DIRECTIONS> Transcribe each line of the records below exactly, excluding any embedded images.

Referring expression pointing data:
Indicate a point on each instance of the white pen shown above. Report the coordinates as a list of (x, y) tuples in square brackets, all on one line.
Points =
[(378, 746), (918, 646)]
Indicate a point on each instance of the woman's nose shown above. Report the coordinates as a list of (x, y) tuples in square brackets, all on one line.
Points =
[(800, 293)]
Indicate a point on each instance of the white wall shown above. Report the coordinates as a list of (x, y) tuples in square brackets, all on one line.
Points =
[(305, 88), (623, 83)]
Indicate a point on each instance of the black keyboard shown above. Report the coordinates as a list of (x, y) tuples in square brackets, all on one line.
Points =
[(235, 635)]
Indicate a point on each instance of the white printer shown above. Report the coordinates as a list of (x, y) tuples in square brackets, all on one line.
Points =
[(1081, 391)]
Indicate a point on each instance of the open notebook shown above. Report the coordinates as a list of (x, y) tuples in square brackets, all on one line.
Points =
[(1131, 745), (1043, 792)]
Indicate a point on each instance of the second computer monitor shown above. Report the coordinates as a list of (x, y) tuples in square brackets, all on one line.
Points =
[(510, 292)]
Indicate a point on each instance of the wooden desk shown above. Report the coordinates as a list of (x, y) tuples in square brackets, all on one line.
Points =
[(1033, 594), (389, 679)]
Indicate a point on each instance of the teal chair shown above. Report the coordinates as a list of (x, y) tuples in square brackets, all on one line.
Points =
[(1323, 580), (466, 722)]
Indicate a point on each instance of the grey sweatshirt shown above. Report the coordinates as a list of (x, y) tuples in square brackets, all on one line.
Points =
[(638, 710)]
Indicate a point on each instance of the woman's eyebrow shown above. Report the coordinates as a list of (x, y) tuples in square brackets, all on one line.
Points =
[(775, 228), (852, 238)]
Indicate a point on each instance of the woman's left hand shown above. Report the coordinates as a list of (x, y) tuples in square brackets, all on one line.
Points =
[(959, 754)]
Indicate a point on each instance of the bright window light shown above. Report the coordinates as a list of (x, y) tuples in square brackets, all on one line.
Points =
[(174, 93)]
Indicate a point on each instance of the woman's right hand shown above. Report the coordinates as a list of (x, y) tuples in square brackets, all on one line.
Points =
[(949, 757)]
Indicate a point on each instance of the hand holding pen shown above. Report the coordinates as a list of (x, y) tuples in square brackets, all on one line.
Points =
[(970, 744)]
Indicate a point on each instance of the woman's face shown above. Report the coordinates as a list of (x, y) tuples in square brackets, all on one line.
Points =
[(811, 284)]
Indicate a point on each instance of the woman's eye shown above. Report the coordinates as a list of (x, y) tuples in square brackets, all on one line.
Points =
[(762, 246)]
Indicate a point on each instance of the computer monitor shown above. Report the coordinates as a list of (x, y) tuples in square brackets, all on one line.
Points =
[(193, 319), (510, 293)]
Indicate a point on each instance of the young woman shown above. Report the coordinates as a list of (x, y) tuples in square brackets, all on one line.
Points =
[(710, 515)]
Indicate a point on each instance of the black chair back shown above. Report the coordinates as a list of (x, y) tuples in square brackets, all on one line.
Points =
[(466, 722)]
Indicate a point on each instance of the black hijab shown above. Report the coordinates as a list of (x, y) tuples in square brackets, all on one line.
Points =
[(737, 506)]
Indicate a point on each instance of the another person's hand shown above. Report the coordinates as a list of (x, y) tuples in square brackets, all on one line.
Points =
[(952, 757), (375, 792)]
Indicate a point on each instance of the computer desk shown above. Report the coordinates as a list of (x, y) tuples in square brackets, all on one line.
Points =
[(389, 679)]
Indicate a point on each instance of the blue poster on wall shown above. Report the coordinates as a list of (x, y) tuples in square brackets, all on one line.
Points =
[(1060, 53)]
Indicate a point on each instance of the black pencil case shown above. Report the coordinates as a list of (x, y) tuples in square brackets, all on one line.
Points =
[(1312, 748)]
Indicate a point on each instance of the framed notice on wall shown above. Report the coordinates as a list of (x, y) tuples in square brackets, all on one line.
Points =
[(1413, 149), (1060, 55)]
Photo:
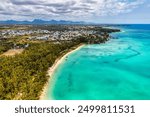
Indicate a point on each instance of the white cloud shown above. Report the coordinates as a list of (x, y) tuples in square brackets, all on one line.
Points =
[(64, 9)]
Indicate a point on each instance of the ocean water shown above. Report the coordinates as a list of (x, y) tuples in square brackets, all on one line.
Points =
[(116, 70)]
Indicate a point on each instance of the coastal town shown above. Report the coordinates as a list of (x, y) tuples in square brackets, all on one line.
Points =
[(65, 33), (27, 52)]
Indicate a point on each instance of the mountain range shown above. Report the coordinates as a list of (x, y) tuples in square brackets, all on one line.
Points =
[(39, 21)]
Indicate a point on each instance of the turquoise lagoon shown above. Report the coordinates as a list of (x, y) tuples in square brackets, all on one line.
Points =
[(116, 70)]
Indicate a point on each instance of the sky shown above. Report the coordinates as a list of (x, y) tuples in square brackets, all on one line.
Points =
[(97, 11)]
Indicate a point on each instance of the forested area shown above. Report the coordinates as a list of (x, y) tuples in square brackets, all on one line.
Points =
[(23, 76)]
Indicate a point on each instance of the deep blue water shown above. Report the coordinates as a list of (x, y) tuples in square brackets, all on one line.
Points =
[(116, 70)]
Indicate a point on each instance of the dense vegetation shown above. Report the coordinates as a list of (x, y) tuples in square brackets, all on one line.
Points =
[(4, 46), (23, 76)]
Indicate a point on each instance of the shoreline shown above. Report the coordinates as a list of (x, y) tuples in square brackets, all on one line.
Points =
[(52, 69)]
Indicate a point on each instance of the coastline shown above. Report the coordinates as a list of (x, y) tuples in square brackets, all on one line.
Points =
[(52, 69)]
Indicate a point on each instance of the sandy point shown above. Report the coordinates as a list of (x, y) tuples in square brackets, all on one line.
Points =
[(52, 69)]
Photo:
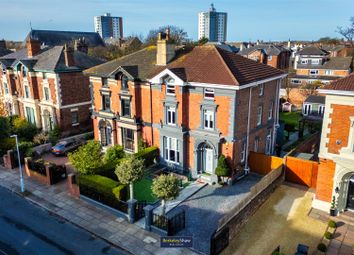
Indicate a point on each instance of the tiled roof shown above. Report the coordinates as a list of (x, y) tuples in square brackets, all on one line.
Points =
[(138, 64), (315, 99), (210, 64), (312, 50), (204, 64), (344, 84), (55, 38)]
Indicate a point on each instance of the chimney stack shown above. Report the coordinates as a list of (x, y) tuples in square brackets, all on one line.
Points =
[(165, 48), (69, 56), (2, 44), (33, 47), (81, 45)]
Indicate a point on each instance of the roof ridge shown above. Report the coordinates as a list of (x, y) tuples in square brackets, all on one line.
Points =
[(224, 63)]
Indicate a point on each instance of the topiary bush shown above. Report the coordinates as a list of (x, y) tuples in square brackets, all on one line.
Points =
[(328, 235), (88, 158), (332, 224), (113, 156), (149, 155), (222, 169), (322, 247)]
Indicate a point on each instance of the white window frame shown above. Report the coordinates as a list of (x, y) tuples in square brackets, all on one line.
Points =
[(209, 119), (261, 89), (171, 115), (171, 145), (243, 152), (306, 110), (313, 70), (170, 89), (270, 112), (259, 115), (209, 93)]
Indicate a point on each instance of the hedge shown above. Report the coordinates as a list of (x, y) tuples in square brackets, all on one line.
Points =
[(103, 186), (148, 155)]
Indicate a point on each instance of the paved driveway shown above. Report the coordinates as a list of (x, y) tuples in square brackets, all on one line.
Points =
[(282, 220), (205, 208)]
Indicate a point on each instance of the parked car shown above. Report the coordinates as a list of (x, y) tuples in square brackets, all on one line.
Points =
[(62, 148)]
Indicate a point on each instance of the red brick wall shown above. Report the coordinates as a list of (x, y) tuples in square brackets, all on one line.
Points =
[(325, 176), (339, 126)]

RESULT OF THE EXERCISE>
Indicate a point on each instance of the white pen shown above. Report the coordinates as a list of (x, y) tuples in square brackets, all on one line.
Points =
[(378, 746), (918, 646)]
Indicate a point on each instance of the woman's nose shown above. Report the coordinates as a list of (x, y) tuples in square brackets, all on one line.
Points =
[(800, 293)]
Indicate a point on each instance of the white wall shown above. Report the coordinates as a list of (x, y) tuples in square brackets, all on one line.
Points =
[(305, 88), (623, 83)]
Indicate a point on each instance of the black keyboard shown above. Report the coordinates as a list of (x, y) tuples in square brackets, all on one line.
Points =
[(235, 635)]
Indicate a point on each instance of the white printer shown above. Report the coordinates as a list of (x, y) tuples in square brackets, all on one line.
Points =
[(1081, 391)]
Indicate a point on each instance of the open notebook shown above. Report the coordinates as a list of (x, y) tuples in square brackets, all on one line.
Points =
[(1131, 745), (1043, 792)]
Indicate a point on each instance of the second computer monitor shown above. Report the coordinates as a list of (x, y) tuples in square brackets, all on one line.
Points =
[(510, 292)]
Indicate a point on each instance of the wooden desk shown above. Report the coordinates as a list of (x, y) tuples in square brackets, all on one line.
Points =
[(1033, 594), (389, 679)]
Indicate a point on each instance of the teal chair shown above. Report the coordinates as a list of (x, y) tuples in square brackets, all on one line.
Points =
[(1323, 580), (466, 722)]
Indicate a point on each instance of the grey sweatshirt shown above. Report the coordinates as a list of (x, y) tuples in square brackets, all on one line.
Points =
[(638, 710)]
Indicate a point on each instance of the woman's eyebrow shown above. Report the coordinates as a list of (x, y) tuples in square brackets, all on one line.
Points =
[(775, 228), (852, 238)]
Indicate a point on each instance of the woman's left hand shown above. Report the coordinates as a list of (x, y) tuples in square brackets, all on one line.
Points =
[(959, 754)]
Indicate a point on each instance of the bright window light shown above. Report the coordinates as a list of (x, y) tuples in square brackets, all on one line.
Points =
[(174, 93)]
Indicate a point on each instance of the woman's right hand shown above. Report the coordinates as a list of (x, y) tuples in square brackets, all on one line.
Points =
[(949, 757)]
Indicate a point on each instance of the hand holding pen shown above. Report the coordinates as a list of (x, y) tuples in square brackets, all on one line.
Points =
[(970, 744)]
Indicate a point on each instance of the woman's face shown above. Report the coordinates as a list of (x, y) tuples in square brackets, all on one line.
Points =
[(811, 284)]
Indicate a point on each instance of the woman's eye shown above. Report the coordinates as a list of (x, y) tuples in square brackets, all on one line.
Points =
[(762, 246)]
Indicate a point on each instance of the computer monitor shown above. Report the coordinates as a list of (x, y) tuples in square brackets, all on one line.
Points =
[(193, 319), (510, 293)]
Indicate a point on each instance of the young woman shown above. Report the coordinates as a list of (x, y) tuples in square brackets, all on one line.
Points =
[(710, 515)]
Indicate a point on each instance of the black chair back shown above. Report the coordinates as a list of (x, y) tuples in square brackets, all on one line.
Points =
[(466, 722)]
Indicate a point on each instance of the black hijab shown above. Report the coordinates as a list of (x, y) tuples in square brackets, all on one line.
Points =
[(737, 506)]
Indicate a point on each instance of the another person's hand shown above. Report the coordinates as a list of (x, y) tuples in square brackets, all on one line.
Points =
[(952, 757), (375, 792)]
Indicate a point on each instance of the computer desk shown above. Report the coordinates as a list of (x, y) tuples in square brackets, all on one line.
Points =
[(389, 679)]
Indicate a point on each instance of the blue poster on wall shown above. Report the coordinates as a list of (x, y) tuples in square brackets, all on one line.
Points =
[(1060, 53)]
Indicate a point on each instance of the black pencil case shown above. Report the coordinates as a list of (x, y) tuples in square brackets, all on one line.
Points =
[(1312, 748)]
Indicate a point on each instance of the framed notice on wall shown above. Report the coordinates as a list of (x, y) tuples in square brackets, all on one line.
Points =
[(1413, 149), (1060, 55)]
Photo:
Indicate a point on each instance of the white cloud shown above. Report the coordinates as a list of (x, y) tuples in square brackets, all on one line.
Points =
[(64, 9)]
Indicate a point on each instance of the ocean water shown above. Report the coordinates as a list of (x, y) tuples in square brackets, all on one line.
Points =
[(116, 70)]
Indicate a point on each instance of the coastal town shown above. Report the coordinates as a list of (x, y) tuples in square brackets, all on one line.
Points =
[(65, 33), (27, 52)]
Indicate a point on each instance of the mountain range shown above. Report the coordinates as a list of (x, y) tuples in square brackets, all on one line.
Points =
[(39, 21)]
Indicate a point on each instance of the turquoise lagoon shown above. Report the coordinates as a list of (x, y) tuples in square brackets, all on one line.
Points =
[(116, 70)]
Indicate a point on each instance of the sky shown above. Report the coordinates as a list of (x, y) tuples in square brackets, all on one line.
Points =
[(97, 11)]
Indicate a point on each instance of the forested area shown above. Report the coordinates as a list of (x, y) tuples in square brackets, all on one line.
Points =
[(23, 76)]
Indicate a point on each instance of the deep blue water shown above. Report the coordinates as a list of (x, y) tuples in square brackets, all on one line.
Points =
[(116, 70)]
Indicate a point on each instance of the dense vegetation shown above. Report the coordinates as a list of (x, y) tuples in square brackets, all on one line.
Points =
[(4, 46), (23, 76)]
Indicate a point on each instance of the shoreline shown above. Report the coordinates as a list of (x, y) tuples in square brackets, all on one line.
Points =
[(52, 69)]
Indicate a point on each instance of the coastline shown above. Report the coordinates as a list of (x, y) tuples in square brackets, all on one line.
Points =
[(52, 69)]
Indicate a point on each instance of the sandy point shown above. Report the coordinates as a list of (x, y) tuples in square brackets, all on one line.
Points =
[(52, 69)]
Photo:
Indicate a point on each instance of the tiled roof shown above. Report the coordinates as a list of (x, y) tuples in square brackets, all on one line.
Points =
[(138, 64), (315, 99), (210, 64), (312, 50), (204, 64), (344, 84), (55, 38)]
Indicate a point on each instance of the chimney stack shown above. Report the coordinates as a list of (x, y) tuples in square brackets, all on one line.
Points =
[(165, 48), (69, 56), (2, 44), (33, 47), (81, 45)]
Indicate a point on each instance of the roof ridge shown above. Report the coordinates as a list of (x, y) tuples in square brackets, all on one line.
Points =
[(224, 63)]
Indicate a point on each instance of the topiary bush shown above. Report the coordinates as a list of (x, y) tuples in square brackets, all on one line.
Points =
[(328, 235), (88, 158), (332, 224), (113, 156), (149, 155), (222, 169), (322, 247)]
Indicate a point on each instance of the white window frame shown above. Report the coordinates as a list of (x, y) tuples in square brackets, all on one line.
Points =
[(209, 119), (261, 89), (171, 115), (171, 145), (243, 152), (306, 110), (313, 70), (170, 89), (270, 112), (259, 115), (209, 93)]
Indicate a point on each instance of the hedge shown above. Report the coordinates as a list of (x, y) tuples in square brackets, all on one line.
Points =
[(103, 186), (148, 155)]
Indicate a point on each instance of the paved driveway shown above. Report the coordinates as a list of (x, y) tuples in square brackets, all on one line.
Points =
[(282, 220), (205, 208)]
Indicate a point on each instance of the parked car shown above. Report the coordinates as a list of (x, y) tuples in square brackets, all on one line.
Points =
[(62, 148)]
Indicate a point on each instance of the red brick wall shown above. Report the coordinates as a list of (x, y) tuples in square brackets, all on one line.
Points =
[(325, 176), (339, 126)]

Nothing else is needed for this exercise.